◆ **WHAT THE TASK ASKS**
Please rewrite the stretch of the records from the line containing "Where can the door be found here?" through the line containing "[[292, 41]]" as a numbered list, leaving out any blank lines.

**** SUPPLIED ENTRIES

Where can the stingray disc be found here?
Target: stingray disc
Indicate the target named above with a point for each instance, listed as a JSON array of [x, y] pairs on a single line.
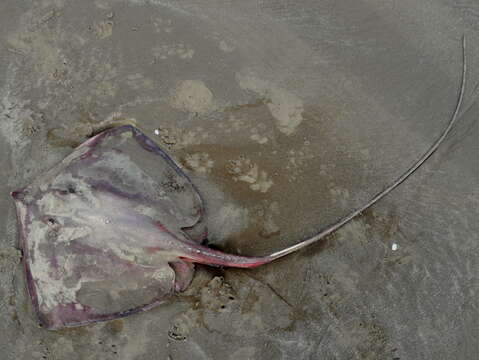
[[97, 228]]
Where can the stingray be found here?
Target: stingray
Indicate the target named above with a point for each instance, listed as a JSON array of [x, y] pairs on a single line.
[[117, 226]]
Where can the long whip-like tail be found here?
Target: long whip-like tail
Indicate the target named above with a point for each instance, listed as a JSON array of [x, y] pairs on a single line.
[[206, 255], [343, 221]]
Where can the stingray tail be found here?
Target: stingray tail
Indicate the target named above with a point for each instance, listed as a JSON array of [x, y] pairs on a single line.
[[343, 221], [204, 255]]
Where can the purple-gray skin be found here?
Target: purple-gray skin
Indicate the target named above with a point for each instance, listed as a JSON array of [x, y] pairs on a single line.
[[116, 228]]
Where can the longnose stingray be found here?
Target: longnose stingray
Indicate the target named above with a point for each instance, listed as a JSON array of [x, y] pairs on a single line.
[[117, 226]]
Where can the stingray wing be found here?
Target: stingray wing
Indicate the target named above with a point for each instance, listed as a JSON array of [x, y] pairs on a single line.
[[98, 230]]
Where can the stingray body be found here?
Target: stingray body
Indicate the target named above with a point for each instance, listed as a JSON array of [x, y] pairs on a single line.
[[113, 229], [117, 226]]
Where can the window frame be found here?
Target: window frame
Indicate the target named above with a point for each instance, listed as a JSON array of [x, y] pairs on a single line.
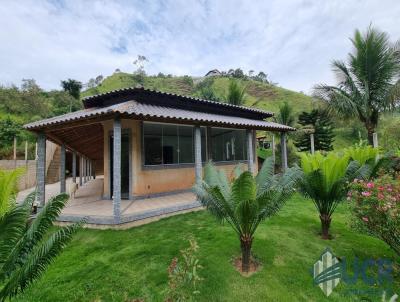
[[208, 149]]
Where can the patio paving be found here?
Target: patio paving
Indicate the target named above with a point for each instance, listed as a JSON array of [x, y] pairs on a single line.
[[89, 204]]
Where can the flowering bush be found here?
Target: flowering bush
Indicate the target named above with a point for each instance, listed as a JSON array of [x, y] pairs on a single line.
[[376, 204]]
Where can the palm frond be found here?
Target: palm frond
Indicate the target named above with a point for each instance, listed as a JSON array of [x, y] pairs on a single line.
[[37, 262], [35, 232], [244, 188], [12, 228], [8, 188]]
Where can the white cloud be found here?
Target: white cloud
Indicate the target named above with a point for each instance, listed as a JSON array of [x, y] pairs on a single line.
[[293, 41]]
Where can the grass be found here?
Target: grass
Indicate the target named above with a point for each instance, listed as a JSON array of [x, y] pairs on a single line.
[[111, 265]]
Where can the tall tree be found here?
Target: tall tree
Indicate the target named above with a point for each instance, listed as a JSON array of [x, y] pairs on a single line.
[[322, 127], [285, 115], [73, 87], [369, 81], [236, 94]]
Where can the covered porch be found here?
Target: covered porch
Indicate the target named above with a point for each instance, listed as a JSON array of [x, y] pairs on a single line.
[[90, 205], [140, 152]]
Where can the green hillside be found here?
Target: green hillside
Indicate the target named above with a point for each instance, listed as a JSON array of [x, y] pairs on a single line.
[[260, 95]]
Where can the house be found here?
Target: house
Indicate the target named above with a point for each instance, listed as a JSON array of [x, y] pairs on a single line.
[[148, 143], [213, 73]]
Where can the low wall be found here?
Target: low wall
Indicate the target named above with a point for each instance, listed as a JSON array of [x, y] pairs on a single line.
[[28, 180]]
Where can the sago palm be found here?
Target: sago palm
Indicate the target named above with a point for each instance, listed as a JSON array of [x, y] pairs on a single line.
[[325, 180], [28, 246], [246, 201], [370, 160], [369, 83]]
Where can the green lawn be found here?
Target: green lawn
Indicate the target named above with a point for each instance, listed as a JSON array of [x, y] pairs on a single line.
[[116, 265]]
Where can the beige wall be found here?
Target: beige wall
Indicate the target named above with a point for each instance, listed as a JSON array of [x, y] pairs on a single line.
[[151, 181], [28, 179]]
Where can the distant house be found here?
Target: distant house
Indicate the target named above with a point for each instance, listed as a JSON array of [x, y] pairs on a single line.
[[213, 73], [146, 142]]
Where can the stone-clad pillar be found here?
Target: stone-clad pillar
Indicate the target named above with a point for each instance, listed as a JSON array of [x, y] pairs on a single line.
[[283, 151], [80, 170], [62, 169], [74, 167], [117, 170], [197, 154], [250, 151], [84, 170], [41, 169]]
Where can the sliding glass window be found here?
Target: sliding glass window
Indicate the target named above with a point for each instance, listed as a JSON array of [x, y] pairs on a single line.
[[228, 144], [168, 144]]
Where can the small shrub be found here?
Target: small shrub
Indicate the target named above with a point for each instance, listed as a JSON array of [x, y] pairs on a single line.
[[188, 81], [376, 205], [183, 275]]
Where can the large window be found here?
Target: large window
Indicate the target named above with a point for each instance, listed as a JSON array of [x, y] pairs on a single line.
[[166, 144], [228, 144]]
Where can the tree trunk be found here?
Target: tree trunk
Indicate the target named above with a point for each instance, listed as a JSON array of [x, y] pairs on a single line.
[[325, 224], [370, 131], [245, 244]]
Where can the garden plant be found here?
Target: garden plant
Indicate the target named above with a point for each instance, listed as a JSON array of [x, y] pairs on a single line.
[[376, 206], [325, 181], [27, 245], [246, 201]]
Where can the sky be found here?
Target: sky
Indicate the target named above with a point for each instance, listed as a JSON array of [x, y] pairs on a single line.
[[294, 42]]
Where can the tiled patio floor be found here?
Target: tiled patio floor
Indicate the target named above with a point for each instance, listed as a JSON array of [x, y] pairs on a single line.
[[89, 204]]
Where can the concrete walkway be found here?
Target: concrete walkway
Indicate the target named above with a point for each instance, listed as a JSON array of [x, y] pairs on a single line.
[[89, 204]]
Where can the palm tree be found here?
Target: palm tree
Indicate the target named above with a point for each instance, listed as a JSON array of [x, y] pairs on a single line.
[[285, 115], [236, 94], [369, 82], [27, 247], [325, 180], [247, 201]]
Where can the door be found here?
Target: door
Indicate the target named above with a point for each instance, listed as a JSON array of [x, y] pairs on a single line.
[[125, 164]]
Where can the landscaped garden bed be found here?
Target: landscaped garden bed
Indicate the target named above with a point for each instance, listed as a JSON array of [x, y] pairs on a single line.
[[111, 265]]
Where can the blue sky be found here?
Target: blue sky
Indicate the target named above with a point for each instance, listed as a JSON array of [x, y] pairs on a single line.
[[292, 41]]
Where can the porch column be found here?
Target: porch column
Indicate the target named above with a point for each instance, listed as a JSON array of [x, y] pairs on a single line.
[[41, 169], [62, 169], [197, 154], [283, 151], [312, 143], [85, 170], [74, 167], [80, 170], [89, 169], [250, 151], [117, 170]]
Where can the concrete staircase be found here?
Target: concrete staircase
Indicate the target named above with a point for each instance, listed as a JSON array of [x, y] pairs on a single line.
[[53, 171]]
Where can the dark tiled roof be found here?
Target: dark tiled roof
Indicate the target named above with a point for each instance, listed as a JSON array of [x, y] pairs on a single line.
[[134, 93], [140, 110]]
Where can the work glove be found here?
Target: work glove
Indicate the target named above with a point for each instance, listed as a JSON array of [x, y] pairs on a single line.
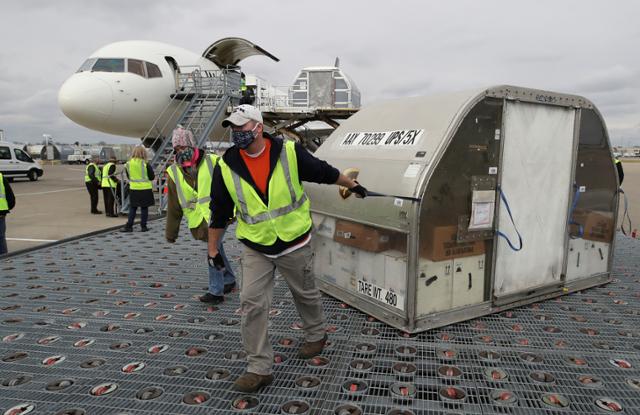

********

◆ **ANSWER TO THE PROBLEM**
1. Where can the door be found here?
2. Target: door
3. Indicate the target named above with a point for each instance, listed as a JSON array of [x, y] pairs on a single line.
4. [[125, 164]]
5. Where can the landscaped garden bed be found here?
6. Target: landscaped garden bed
7. Indicate the target named above with a point for each instance, listed as a JSON array of [x, y] pairs on a single line.
8. [[111, 265]]
9. Where can the blue sky be found here?
10. Target: blue sky
11. Indicate the target named above with a point for each instance, listed as a JSON array of [x, y] pairs on a single line.
12. [[292, 41]]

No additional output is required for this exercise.